→ **TEXT SECTION**:

A similar attitude Elijah maintained toward another pair of pious brothers. One of them was in the habit of providing for his servants after his own needs were satisfied, while the other of them attended to the needs of his servants first. To the latter it was that Elijah gave the preference. (67)

He dissolved an intimacy of many years’ standing, because his friend built a vestibule which was so constructed that the supplications of the poor could be heard but faintly by those within the house. (68)

Rabbi Joshua ben Levi incurred the displeasure of Elijah a second time, because a man was torn in pieces by a lion in the vicinity of his house. In a measure Elijah held Rabbi responsible, because he did not pray for the prevention of such misfortunes. (69)

The story told of Elijah and Rabbi Anan forms the most striking illustration of the severity of the prophet. Someone brought Rabbi Anan a mess of little fish as a present, and at the same time asked the Rabbi to act as judge in a lawsuit he was interested in. Anan refused in these circumstances to accept a gift from the litigant. To demonstrate his single-mindedness, the applicant urged the Rabbit to take the fish and assign the case to another judge. Anan acquiesced, and he requested one of his colleagues to act for him, because he was incapacitated from serving as a judge. His legal friend drew the inference, that the litigant introduced to him was a kinsman of Rabbi Anan’s, and accordingly he showed himself particularly complaisant toward him. As a result, the other party to the suit was intimidated. He failed to present his side as convincingly as he might otherwise have done, and so lost the case. Elijah, who had been the friend of Anan and his teacher as well, thenceforth shunned his presence, because he considered that the injury done the second party to the suit was due to Anan’s carelessness. Anan in his distress kept many fasts, and offered up many prayers, before Elijah would return to him. Even then the Rabbi could not endure the sight of him; he had to content himself with listening to Elijah’s words without looking upon his face. (70)

→ **EXERCISE INSTRUCTIONS**:
- 1) How would you sum up the Elijah passage in two sentences?
- 2) Could you retype the Elijah passage, beginning at the words "A similar attitude" and stopping after "the preference. (67)"?
None of the lines saved after this passage is needed here.

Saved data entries

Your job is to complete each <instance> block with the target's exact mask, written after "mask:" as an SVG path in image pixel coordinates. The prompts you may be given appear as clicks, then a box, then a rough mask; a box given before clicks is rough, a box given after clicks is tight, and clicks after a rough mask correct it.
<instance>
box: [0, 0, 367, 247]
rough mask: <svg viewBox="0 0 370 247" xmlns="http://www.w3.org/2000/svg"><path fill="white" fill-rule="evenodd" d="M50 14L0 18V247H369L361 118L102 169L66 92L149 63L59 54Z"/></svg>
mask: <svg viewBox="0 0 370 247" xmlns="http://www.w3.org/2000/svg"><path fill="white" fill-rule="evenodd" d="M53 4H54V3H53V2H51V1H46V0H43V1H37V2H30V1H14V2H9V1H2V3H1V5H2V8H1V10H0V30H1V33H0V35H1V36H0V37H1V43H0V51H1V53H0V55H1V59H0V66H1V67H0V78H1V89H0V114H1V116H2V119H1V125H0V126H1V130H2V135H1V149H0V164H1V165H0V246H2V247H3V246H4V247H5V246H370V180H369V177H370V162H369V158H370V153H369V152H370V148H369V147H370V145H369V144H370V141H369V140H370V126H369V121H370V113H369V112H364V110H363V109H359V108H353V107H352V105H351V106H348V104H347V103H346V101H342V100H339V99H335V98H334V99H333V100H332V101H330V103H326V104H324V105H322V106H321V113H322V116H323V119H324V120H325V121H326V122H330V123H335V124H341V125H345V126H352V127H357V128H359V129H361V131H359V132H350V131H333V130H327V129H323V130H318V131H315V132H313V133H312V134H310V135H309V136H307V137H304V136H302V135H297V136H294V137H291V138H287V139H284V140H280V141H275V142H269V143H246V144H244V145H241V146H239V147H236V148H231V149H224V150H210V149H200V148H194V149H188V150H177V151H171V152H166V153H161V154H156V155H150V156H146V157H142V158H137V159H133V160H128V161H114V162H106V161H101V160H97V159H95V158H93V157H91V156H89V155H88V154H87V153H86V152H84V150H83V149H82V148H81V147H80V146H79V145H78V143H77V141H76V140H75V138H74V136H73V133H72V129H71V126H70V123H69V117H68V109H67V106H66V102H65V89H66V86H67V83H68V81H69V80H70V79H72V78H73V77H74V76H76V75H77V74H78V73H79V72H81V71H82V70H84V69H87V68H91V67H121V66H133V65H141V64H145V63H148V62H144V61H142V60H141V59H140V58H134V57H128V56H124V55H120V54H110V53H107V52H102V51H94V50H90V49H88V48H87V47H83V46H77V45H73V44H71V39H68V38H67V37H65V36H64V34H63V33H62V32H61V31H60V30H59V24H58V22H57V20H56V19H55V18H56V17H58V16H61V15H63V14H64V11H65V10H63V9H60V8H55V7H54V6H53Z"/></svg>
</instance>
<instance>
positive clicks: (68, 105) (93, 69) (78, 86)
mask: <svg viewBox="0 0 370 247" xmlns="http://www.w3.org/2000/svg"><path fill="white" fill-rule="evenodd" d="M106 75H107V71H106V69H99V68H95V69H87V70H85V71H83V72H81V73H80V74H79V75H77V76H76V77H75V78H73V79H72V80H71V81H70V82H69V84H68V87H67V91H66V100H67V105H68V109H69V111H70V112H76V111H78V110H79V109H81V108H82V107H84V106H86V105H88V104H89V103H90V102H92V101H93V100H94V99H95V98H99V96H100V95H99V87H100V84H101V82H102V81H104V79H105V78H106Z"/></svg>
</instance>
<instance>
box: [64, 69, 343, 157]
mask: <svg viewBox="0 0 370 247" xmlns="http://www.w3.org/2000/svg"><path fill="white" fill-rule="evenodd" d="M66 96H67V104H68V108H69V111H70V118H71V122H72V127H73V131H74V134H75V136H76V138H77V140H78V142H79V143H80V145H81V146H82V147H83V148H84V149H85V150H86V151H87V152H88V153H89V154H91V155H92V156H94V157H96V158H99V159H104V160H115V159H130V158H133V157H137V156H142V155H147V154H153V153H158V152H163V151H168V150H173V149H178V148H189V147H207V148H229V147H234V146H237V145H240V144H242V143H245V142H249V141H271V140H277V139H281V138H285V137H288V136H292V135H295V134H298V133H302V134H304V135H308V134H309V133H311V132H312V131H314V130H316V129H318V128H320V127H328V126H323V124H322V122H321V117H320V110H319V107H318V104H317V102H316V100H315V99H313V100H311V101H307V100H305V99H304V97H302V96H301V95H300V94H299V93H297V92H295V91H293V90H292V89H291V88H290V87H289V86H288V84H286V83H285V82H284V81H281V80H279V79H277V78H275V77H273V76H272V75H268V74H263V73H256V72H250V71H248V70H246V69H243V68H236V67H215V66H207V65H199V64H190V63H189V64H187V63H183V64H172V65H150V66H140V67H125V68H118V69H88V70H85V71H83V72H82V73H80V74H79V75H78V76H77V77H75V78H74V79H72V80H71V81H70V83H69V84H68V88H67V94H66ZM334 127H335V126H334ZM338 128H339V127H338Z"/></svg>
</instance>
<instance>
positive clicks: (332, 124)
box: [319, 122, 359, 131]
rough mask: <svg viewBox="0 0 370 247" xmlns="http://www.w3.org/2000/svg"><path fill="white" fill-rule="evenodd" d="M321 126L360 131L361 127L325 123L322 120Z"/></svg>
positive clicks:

→ **OUTPUTS FOR THE TASKS**:
- 1) Elijah showed severity toward the pious: he preferred a brother who provided for his servants before himself, ended a long friendship over a vestibule that muffled the supplications of the poor, and held Rabbi Joshua ben Levi responsible for a lion killing a man near his house because he had not prayed against such misfortunes. Most strikingly, he shunned his friend and pupil Rabbi Anan after Anan took a litigant's gift and passed the case to a colleague, who favored that litigant so that the intimidated other party lost; Elijah returned only after many fasts and prayers, and even then Anan could only listen to him without looking upon his face.

- 2)
A similar attitude Elijah maintained toward another pair of pious brothers. One of them was in the habit of providing for his servants after his own needs were satisfied, while the other of them attended to the needs of his servants first. To the latter it was that Elijah gave the preference. (67)